____ Stored rows

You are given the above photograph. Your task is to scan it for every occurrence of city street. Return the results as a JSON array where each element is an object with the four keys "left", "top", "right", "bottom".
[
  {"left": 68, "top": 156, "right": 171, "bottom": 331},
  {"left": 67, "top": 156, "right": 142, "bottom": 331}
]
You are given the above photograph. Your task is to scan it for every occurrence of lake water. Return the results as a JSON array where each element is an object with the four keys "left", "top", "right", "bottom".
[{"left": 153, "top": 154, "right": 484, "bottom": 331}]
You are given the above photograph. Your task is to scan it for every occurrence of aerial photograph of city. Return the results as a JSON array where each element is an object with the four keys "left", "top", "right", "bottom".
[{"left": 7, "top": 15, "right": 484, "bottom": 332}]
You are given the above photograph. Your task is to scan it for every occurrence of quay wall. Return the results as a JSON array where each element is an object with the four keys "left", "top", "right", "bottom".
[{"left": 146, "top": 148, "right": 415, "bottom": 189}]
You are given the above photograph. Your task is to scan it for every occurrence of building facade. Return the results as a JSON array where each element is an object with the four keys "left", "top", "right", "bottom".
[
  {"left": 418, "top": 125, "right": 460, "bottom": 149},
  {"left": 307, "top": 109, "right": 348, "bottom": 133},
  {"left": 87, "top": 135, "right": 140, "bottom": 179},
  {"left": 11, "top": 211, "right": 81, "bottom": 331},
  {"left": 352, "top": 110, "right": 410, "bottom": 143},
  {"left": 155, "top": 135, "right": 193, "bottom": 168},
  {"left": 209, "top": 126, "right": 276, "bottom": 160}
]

________

* Task to complete
Reproduce word for word the lines from the one containing "occurrence of building" through the last line of the items.

* Result of the task
You are given the above photograph. Your task is to scan it for every occurrence of building facade. Return the results as a JSON array where each element is an object with the four keys "left", "top", "right", "bottom".
[
  {"left": 418, "top": 125, "right": 460, "bottom": 149},
  {"left": 307, "top": 109, "right": 348, "bottom": 133},
  {"left": 87, "top": 135, "right": 140, "bottom": 179},
  {"left": 11, "top": 211, "right": 81, "bottom": 331},
  {"left": 352, "top": 110, "right": 410, "bottom": 143},
  {"left": 155, "top": 135, "right": 193, "bottom": 168},
  {"left": 209, "top": 126, "right": 276, "bottom": 160}
]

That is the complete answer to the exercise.